[Extracted data entries]
--*--
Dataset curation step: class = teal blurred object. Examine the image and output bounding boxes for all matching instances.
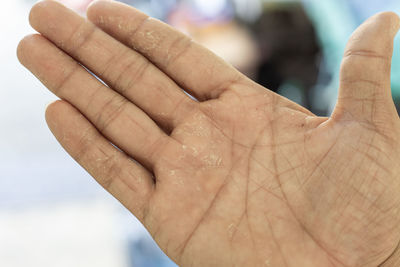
[302,0,400,111]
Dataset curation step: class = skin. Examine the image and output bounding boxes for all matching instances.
[18,1,400,267]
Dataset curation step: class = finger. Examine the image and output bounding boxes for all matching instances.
[18,35,169,168]
[46,101,153,219]
[333,12,400,123]
[30,1,195,132]
[87,1,243,100]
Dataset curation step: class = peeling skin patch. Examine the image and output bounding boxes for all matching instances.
[202,154,222,166]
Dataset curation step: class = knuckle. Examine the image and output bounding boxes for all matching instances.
[123,57,151,90]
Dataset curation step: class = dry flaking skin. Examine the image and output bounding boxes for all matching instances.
[18,1,400,267]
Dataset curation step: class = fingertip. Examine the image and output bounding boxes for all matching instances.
[29,0,57,29]
[45,99,69,127]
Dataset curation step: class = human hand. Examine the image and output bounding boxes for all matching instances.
[18,1,400,267]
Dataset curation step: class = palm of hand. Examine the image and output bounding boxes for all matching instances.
[19,1,400,266]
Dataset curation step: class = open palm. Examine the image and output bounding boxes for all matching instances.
[18,1,400,267]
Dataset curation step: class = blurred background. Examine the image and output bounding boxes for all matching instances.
[0,0,400,267]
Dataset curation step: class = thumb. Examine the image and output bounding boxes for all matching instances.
[332,12,400,125]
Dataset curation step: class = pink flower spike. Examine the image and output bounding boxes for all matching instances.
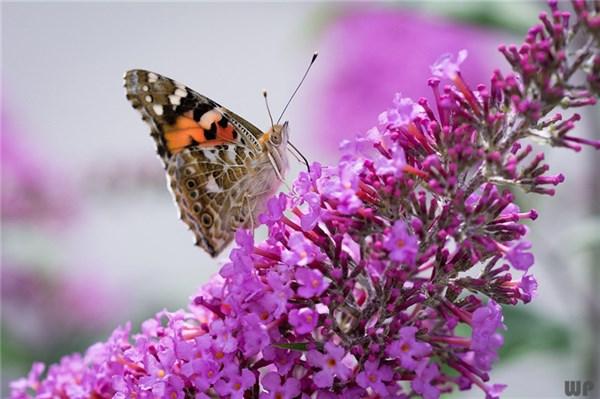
[431,50,469,80]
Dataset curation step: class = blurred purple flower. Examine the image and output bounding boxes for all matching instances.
[314,9,502,149]
[0,111,76,225]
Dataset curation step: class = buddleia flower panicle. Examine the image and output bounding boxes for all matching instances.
[12,1,600,399]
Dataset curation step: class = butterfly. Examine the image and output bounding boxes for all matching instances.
[124,69,289,257]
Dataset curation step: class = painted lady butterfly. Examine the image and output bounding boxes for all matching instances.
[124,70,290,257]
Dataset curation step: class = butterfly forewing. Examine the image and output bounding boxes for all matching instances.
[125,70,278,256]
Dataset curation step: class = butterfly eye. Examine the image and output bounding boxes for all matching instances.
[269,132,281,145]
[200,212,213,228]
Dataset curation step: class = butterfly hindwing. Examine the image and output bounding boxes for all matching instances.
[125,70,270,256]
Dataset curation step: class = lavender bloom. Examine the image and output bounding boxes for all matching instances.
[12,1,600,399]
[471,301,504,371]
[387,327,431,370]
[383,220,419,266]
[314,9,501,153]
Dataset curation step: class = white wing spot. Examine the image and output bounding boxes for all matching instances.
[204,176,223,193]
[225,145,236,164]
[169,94,181,105]
[152,104,163,116]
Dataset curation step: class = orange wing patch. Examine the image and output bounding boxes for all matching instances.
[164,111,237,154]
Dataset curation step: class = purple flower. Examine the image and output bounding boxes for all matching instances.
[356,361,394,397]
[317,161,363,214]
[431,49,469,79]
[519,275,538,303]
[300,192,322,231]
[386,327,431,370]
[383,220,418,266]
[373,93,425,130]
[296,267,329,298]
[410,359,440,399]
[471,300,505,371]
[314,10,500,149]
[306,342,350,388]
[260,372,300,399]
[263,346,302,375]
[258,193,287,226]
[505,241,534,272]
[288,308,319,334]
[210,319,238,353]
[281,232,321,266]
[215,365,256,399]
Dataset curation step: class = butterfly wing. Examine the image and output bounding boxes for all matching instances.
[125,70,264,257]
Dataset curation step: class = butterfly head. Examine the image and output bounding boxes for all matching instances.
[259,122,289,176]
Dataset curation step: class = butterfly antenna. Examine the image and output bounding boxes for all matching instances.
[277,51,319,123]
[263,90,275,130]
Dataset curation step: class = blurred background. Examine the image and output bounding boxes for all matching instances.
[1,1,600,398]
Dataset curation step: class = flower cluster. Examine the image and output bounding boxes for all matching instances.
[12,1,600,399]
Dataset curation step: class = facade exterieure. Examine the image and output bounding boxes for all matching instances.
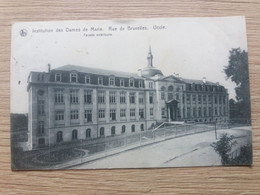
[28,50,229,149]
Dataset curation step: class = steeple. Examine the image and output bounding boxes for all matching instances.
[147,45,153,67]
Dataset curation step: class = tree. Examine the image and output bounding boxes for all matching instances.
[211,133,237,165]
[224,48,251,119]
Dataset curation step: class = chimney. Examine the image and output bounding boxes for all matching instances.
[202,77,207,83]
[48,64,51,72]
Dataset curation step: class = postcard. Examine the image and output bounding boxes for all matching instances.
[10,16,252,170]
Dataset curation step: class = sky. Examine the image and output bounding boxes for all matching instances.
[11,16,247,113]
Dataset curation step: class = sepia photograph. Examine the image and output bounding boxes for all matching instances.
[10,16,253,170]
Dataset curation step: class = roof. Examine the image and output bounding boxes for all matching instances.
[53,65,142,79]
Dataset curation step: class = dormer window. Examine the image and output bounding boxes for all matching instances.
[85,75,90,84]
[129,79,134,87]
[120,79,125,87]
[70,73,78,83]
[109,77,115,85]
[98,77,103,85]
[55,73,61,82]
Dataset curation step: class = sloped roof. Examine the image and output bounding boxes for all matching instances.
[53,65,142,79]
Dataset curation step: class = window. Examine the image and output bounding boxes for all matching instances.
[38,121,44,135]
[150,108,153,116]
[198,95,201,104]
[110,109,116,121]
[138,81,143,88]
[38,100,45,116]
[57,131,63,143]
[120,79,125,87]
[214,95,218,104]
[138,92,144,104]
[140,124,144,131]
[120,109,126,117]
[120,91,126,104]
[130,108,135,117]
[121,125,125,133]
[129,92,135,104]
[193,107,197,117]
[86,129,91,138]
[55,111,64,121]
[129,79,134,87]
[198,107,201,117]
[109,91,116,104]
[192,95,196,102]
[85,75,90,84]
[70,73,78,83]
[168,86,173,101]
[111,126,116,136]
[55,73,61,82]
[149,92,153,104]
[162,108,166,118]
[84,90,92,104]
[139,109,144,119]
[72,129,78,140]
[149,82,153,89]
[85,110,92,122]
[98,110,105,118]
[131,125,135,132]
[186,94,190,103]
[70,89,79,104]
[98,77,103,85]
[109,77,115,85]
[70,110,79,120]
[99,127,105,137]
[161,87,165,100]
[38,138,45,145]
[55,89,64,103]
[203,107,207,116]
[98,91,105,104]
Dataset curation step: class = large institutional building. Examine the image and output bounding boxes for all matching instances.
[28,49,229,149]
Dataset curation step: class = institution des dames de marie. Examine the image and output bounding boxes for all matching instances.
[27,49,229,149]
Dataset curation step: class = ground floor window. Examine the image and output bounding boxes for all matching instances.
[72,129,78,140]
[86,129,91,138]
[131,125,135,132]
[121,125,125,133]
[38,138,45,145]
[57,131,63,143]
[111,126,116,135]
[99,127,105,137]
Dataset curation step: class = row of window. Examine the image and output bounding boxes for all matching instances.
[55,73,144,88]
[55,108,153,122]
[54,89,154,104]
[56,124,144,143]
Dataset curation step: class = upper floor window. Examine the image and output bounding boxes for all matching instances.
[120,79,125,87]
[120,91,126,104]
[85,75,90,84]
[109,91,116,104]
[70,73,78,83]
[55,73,61,82]
[109,77,115,85]
[129,79,134,87]
[138,81,143,88]
[70,89,79,104]
[84,90,92,104]
[149,82,153,89]
[98,77,103,85]
[55,89,64,103]
[129,92,135,104]
[38,100,45,115]
[98,91,105,104]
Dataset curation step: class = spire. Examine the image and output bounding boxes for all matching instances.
[147,45,153,67]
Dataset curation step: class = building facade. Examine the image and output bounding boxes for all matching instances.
[27,49,229,149]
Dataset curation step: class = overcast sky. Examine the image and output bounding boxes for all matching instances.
[11,17,247,113]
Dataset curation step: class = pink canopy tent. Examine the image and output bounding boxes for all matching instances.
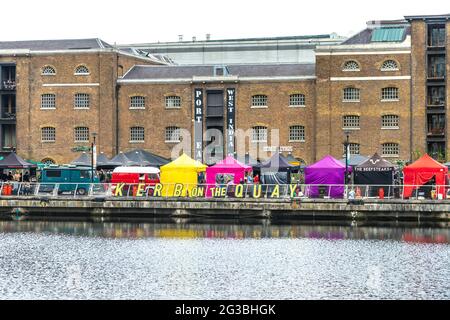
[206,156,252,196]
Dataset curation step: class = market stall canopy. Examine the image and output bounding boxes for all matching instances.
[0,152,37,169]
[340,154,369,167]
[70,152,91,167]
[305,155,345,198]
[403,154,448,199]
[160,154,207,197]
[255,153,298,172]
[125,149,170,167]
[234,153,260,166]
[206,156,252,186]
[354,153,395,197]
[109,152,139,167]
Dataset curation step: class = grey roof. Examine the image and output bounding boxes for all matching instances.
[0,38,112,51]
[342,26,411,45]
[124,64,315,80]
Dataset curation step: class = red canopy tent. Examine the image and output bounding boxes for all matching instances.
[403,154,448,199]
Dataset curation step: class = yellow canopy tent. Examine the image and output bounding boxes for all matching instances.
[160,154,207,197]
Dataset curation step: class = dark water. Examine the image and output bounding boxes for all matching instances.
[0,219,450,299]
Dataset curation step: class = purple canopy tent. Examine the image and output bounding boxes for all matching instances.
[305,156,350,198]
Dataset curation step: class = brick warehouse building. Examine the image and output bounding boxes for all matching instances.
[0,15,450,163]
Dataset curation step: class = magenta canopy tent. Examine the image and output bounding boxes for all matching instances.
[206,157,252,195]
[305,156,350,198]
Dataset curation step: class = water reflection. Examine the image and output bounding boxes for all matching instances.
[0,219,450,244]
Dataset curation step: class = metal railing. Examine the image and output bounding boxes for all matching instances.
[0,182,450,200]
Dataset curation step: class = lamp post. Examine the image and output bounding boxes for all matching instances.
[344,131,350,186]
[91,132,97,183]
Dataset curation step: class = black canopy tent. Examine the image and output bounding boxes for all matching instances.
[354,153,395,197]
[125,149,170,168]
[254,153,299,184]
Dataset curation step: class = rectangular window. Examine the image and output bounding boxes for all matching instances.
[252,95,267,107]
[289,94,305,107]
[381,143,399,157]
[75,127,89,142]
[343,88,360,102]
[289,126,305,142]
[166,96,181,109]
[165,127,181,143]
[381,115,399,129]
[252,127,267,142]
[41,94,56,109]
[41,127,56,142]
[130,127,145,142]
[74,93,89,109]
[343,116,359,129]
[130,96,145,109]
[381,87,399,101]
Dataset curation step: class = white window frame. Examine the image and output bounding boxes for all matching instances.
[164,126,181,143]
[41,127,56,143]
[41,93,56,110]
[73,127,89,143]
[289,93,306,108]
[381,114,400,130]
[343,143,361,158]
[381,87,400,102]
[251,126,268,143]
[129,96,147,110]
[130,126,145,143]
[251,94,269,109]
[164,96,181,109]
[381,142,400,158]
[342,114,361,130]
[289,125,306,142]
[381,59,400,72]
[74,64,91,76]
[342,60,361,72]
[41,66,56,76]
[342,87,361,102]
[73,93,91,110]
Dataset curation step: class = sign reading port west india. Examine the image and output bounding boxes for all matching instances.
[194,89,203,161]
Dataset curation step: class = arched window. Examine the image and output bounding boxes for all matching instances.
[381,87,399,101]
[73,93,89,109]
[41,93,56,109]
[343,87,360,102]
[289,94,305,107]
[342,60,360,71]
[74,127,89,142]
[252,126,267,142]
[252,94,267,107]
[41,66,56,76]
[381,114,399,129]
[381,142,400,157]
[166,96,181,109]
[165,126,181,143]
[289,126,305,142]
[381,60,399,71]
[75,65,89,76]
[130,127,145,143]
[130,96,145,109]
[41,127,56,142]
[342,115,359,129]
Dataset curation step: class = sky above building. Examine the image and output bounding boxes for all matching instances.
[0,0,450,44]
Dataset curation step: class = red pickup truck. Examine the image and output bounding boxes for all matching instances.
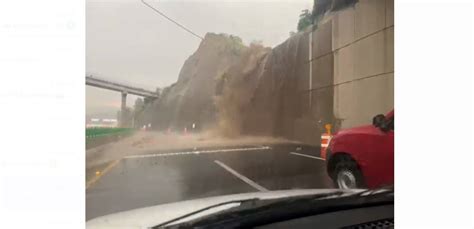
[325,110,395,189]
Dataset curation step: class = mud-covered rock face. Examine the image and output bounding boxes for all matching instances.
[148,30,308,140]
[151,33,252,130]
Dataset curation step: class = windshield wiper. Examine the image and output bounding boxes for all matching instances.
[152,198,259,229]
[152,191,344,229]
[163,189,394,228]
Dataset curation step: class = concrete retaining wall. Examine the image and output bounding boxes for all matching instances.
[292,0,394,145]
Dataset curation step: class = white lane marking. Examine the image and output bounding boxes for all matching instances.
[214,160,268,192]
[290,152,325,161]
[124,146,271,159]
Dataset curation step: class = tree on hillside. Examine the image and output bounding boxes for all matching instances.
[297,10,313,32]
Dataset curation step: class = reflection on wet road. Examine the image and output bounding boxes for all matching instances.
[86,145,331,220]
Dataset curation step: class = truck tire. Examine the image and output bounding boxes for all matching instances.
[332,155,365,189]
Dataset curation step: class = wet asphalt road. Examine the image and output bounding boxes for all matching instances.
[86,145,332,220]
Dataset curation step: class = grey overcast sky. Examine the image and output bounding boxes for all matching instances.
[86,0,312,118]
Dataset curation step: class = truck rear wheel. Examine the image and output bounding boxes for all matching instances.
[332,155,365,189]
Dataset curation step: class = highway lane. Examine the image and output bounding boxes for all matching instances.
[86,144,332,220]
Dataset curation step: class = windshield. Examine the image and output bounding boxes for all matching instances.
[85,0,394,227]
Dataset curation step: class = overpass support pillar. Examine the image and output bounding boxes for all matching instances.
[120,92,127,127]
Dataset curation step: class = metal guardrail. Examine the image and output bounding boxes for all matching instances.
[86,127,133,138]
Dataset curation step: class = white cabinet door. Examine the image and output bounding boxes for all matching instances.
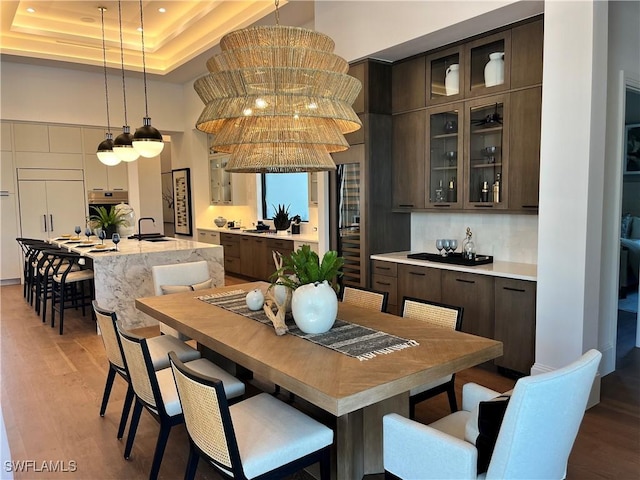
[0,193,22,280]
[18,180,49,238]
[47,180,87,237]
[0,152,16,193]
[19,180,87,238]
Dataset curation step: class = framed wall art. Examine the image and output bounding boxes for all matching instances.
[171,168,193,236]
[624,123,640,175]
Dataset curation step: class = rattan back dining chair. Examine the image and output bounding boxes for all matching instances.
[402,297,464,418]
[117,322,245,480]
[92,300,200,439]
[342,286,389,312]
[169,353,333,480]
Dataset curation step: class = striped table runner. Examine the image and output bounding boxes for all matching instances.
[197,290,418,360]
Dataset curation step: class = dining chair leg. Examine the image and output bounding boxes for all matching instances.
[184,440,200,480]
[100,368,116,417]
[320,447,331,480]
[149,422,171,480]
[118,385,133,440]
[447,380,458,413]
[124,398,142,460]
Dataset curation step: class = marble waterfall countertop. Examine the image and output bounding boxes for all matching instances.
[51,236,224,329]
[371,251,538,282]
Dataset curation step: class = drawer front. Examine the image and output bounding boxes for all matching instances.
[371,273,398,305]
[371,260,398,277]
[224,255,241,273]
[398,264,442,309]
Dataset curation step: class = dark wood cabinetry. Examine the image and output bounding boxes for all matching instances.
[220,233,242,274]
[508,87,542,211]
[494,278,536,375]
[398,264,442,304]
[371,260,536,375]
[392,18,543,213]
[329,59,410,287]
[371,260,400,315]
[442,270,494,338]
[391,55,426,114]
[393,110,427,209]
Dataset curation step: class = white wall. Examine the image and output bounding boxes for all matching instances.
[599,1,640,375]
[411,212,538,263]
[0,60,185,133]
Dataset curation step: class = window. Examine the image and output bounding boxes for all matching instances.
[262,172,309,222]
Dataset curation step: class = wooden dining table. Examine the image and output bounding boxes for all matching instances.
[136,282,502,480]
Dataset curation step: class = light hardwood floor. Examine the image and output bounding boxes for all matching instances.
[0,279,640,480]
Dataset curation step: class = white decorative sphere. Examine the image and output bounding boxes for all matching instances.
[273,283,291,312]
[245,289,264,312]
[291,280,338,333]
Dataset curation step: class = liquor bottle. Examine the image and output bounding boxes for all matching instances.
[462,227,476,260]
[447,178,456,203]
[493,173,500,203]
[480,182,489,202]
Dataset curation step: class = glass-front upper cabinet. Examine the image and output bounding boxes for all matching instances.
[465,95,509,208]
[426,103,464,208]
[427,46,466,105]
[209,153,232,205]
[465,31,511,98]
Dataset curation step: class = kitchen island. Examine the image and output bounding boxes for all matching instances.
[51,237,224,329]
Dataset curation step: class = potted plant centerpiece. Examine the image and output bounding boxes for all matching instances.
[271,245,344,333]
[273,204,291,235]
[89,205,127,238]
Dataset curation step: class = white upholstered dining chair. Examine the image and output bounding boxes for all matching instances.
[151,260,215,340]
[383,350,602,480]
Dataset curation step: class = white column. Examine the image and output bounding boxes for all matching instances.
[532,1,607,373]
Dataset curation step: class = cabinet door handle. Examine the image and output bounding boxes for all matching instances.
[502,287,526,293]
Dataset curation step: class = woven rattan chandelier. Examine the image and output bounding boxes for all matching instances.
[194,1,362,173]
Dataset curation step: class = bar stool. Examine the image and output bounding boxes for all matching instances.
[47,251,94,335]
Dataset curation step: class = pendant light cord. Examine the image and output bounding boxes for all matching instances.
[118,0,129,125]
[99,7,111,133]
[140,0,149,117]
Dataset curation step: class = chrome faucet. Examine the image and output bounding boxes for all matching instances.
[138,217,156,240]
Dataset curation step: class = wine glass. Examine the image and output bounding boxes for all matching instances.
[111,233,120,252]
[442,238,451,257]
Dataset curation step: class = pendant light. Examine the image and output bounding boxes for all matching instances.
[194,0,362,173]
[133,0,164,158]
[113,0,140,162]
[96,7,120,167]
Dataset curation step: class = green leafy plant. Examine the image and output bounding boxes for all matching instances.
[271,245,344,292]
[273,204,291,230]
[89,205,126,230]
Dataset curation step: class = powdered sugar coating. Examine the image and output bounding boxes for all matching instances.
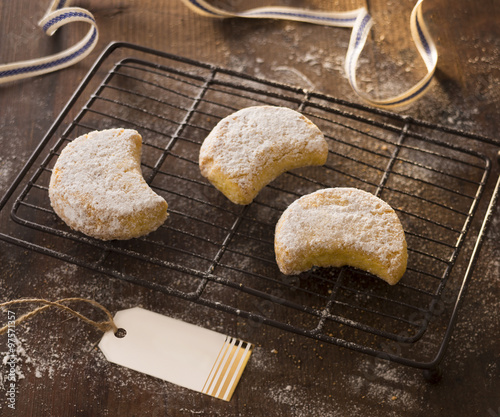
--*--
→ YOUR TASK
Could you reproduce the records word for word, starting with the line containing "Dataset curation step: class = palm" and ending with the line containing "[125,70,278,256]", both included? Omit the pictures.

→ OUTPUT OF THE EXERCISE
Dataset curation step: class = palm of hand. Examine the image and output bounding boxes for all matching instances.
[19,1,400,266]
Dataset curation step: class = open palm. Examine the image and output bounding boxes for all matching instances.
[18,1,400,267]
Dataset curation step: class = blurred background. Examine the image and output bounding boxes for all matching instances.
[0,0,400,267]
Dataset curation step: class = thumb. Examine the image and output bounding boxes for all matching instances.
[332,12,400,125]
Dataset curation step: class = pink flower spike. Examine the image and output bounding boxes for all matching instances.
[431,50,469,80]
Dataset curation step: class = blurred purple flower. Examine the image and output bounding boxes for all matching instances.
[314,9,502,149]
[0,111,76,225]
Dataset curation step: class = buddleia flower panicle. Examine the image and output bounding boxes for all matching instances.
[12,1,600,399]
Dataset curation step: class = butterfly. Examine the image and output bounding boxes for all matching instances.
[124,69,289,257]
Dataset curation step: class = painted lady butterfly. Examine the image and output bounding boxes for all matching instances.
[124,70,290,257]
Dataset curation step: class = butterfly forewing. Examine the image and output bounding boxes for all matching instances.
[125,70,278,256]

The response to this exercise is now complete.